**Information given**
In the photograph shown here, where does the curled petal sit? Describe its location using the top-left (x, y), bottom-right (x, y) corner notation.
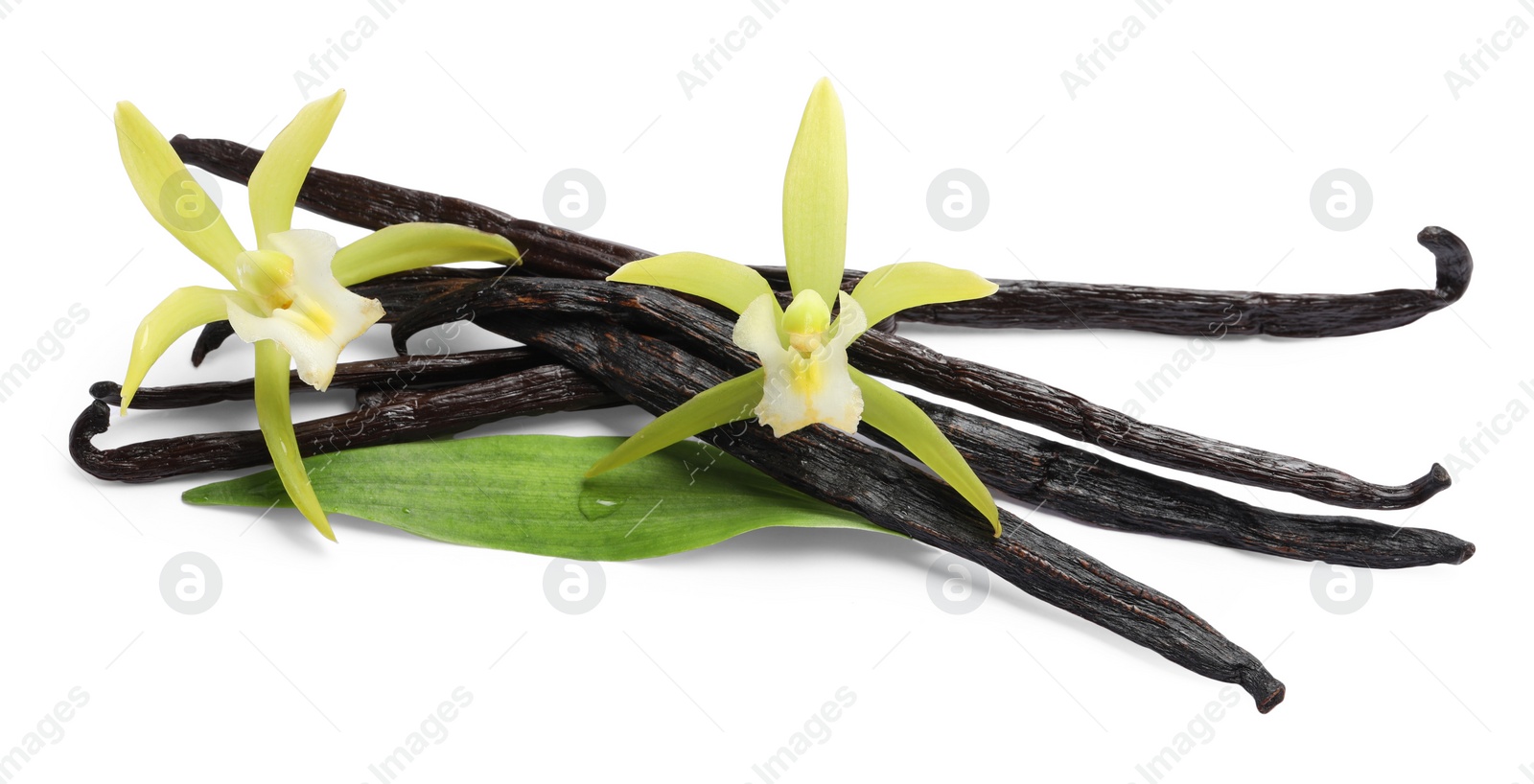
top-left (120, 286), bottom-right (243, 411)
top-left (250, 90), bottom-right (347, 250)
top-left (256, 340), bottom-right (336, 542)
top-left (330, 222), bottom-right (522, 286)
top-left (782, 79), bottom-right (847, 302)
top-left (733, 293), bottom-right (784, 355)
top-left (586, 370), bottom-right (762, 477)
top-left (608, 253), bottom-right (779, 313)
top-left (112, 102), bottom-right (245, 284)
top-left (830, 291), bottom-right (870, 352)
top-left (227, 229), bottom-right (384, 391)
top-left (853, 261), bottom-right (997, 333)
top-left (851, 368), bottom-right (1002, 537)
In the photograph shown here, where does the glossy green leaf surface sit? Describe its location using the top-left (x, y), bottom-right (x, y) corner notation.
top-left (181, 436), bottom-right (888, 560)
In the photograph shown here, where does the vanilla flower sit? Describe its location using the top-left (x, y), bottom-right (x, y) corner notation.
top-left (588, 79), bottom-right (1002, 536)
top-left (113, 90), bottom-right (519, 540)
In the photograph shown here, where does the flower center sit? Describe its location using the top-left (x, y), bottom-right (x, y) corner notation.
top-left (782, 288), bottom-right (831, 359)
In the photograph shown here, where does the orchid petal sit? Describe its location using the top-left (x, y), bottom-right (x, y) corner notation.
top-left (118, 286), bottom-right (241, 411)
top-left (733, 293), bottom-right (784, 355)
top-left (586, 368), bottom-right (764, 477)
top-left (250, 90), bottom-right (347, 250)
top-left (112, 102), bottom-right (245, 283)
top-left (608, 253), bottom-right (777, 313)
top-left (782, 79), bottom-right (847, 302)
top-left (330, 222), bottom-right (522, 286)
top-left (227, 229), bottom-right (384, 391)
top-left (849, 368), bottom-right (1002, 537)
top-left (256, 340), bottom-right (336, 542)
top-left (853, 261), bottom-right (997, 333)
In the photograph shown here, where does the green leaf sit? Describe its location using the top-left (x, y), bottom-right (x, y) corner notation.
top-left (181, 436), bottom-right (890, 560)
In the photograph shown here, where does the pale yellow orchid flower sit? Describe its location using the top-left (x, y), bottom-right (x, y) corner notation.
top-left (113, 90), bottom-right (520, 540)
top-left (588, 79), bottom-right (1002, 536)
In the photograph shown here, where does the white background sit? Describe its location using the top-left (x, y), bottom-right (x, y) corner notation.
top-left (0, 0), bottom-right (1534, 784)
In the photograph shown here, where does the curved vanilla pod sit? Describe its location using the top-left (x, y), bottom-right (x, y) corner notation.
top-left (394, 278), bottom-right (1450, 509)
top-left (171, 136), bottom-right (1471, 337)
top-left (757, 225), bottom-right (1471, 337)
top-left (438, 279), bottom-right (1284, 713)
top-left (90, 347), bottom-right (554, 409)
top-left (394, 281), bottom-right (1476, 567)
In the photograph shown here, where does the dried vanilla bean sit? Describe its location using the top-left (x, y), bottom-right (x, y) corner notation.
top-left (384, 279), bottom-right (1475, 567)
top-left (171, 136), bottom-right (1471, 337)
top-left (69, 363), bottom-right (619, 482)
top-left (394, 279), bottom-right (1450, 509)
top-left (65, 334), bottom-right (1475, 569)
top-left (448, 287), bottom-right (1284, 713)
top-left (90, 349), bottom-right (554, 411)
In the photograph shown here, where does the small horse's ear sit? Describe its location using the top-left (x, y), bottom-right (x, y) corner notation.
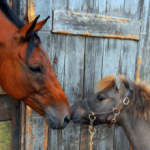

**Problem description**
Which lines in the data above contain the word "petal"? Gather each of them and copy it in full.

**Output for this exercise**
In the photograph shown here, where does the curled petal sit? Describe its location using the top-left (x, y), bottom-right (x, y) corner notation.
In the photograph shown here, where does the orchid petal sit? Describe its location using the top-left (x, y), bottom-right (x, y) corner notation.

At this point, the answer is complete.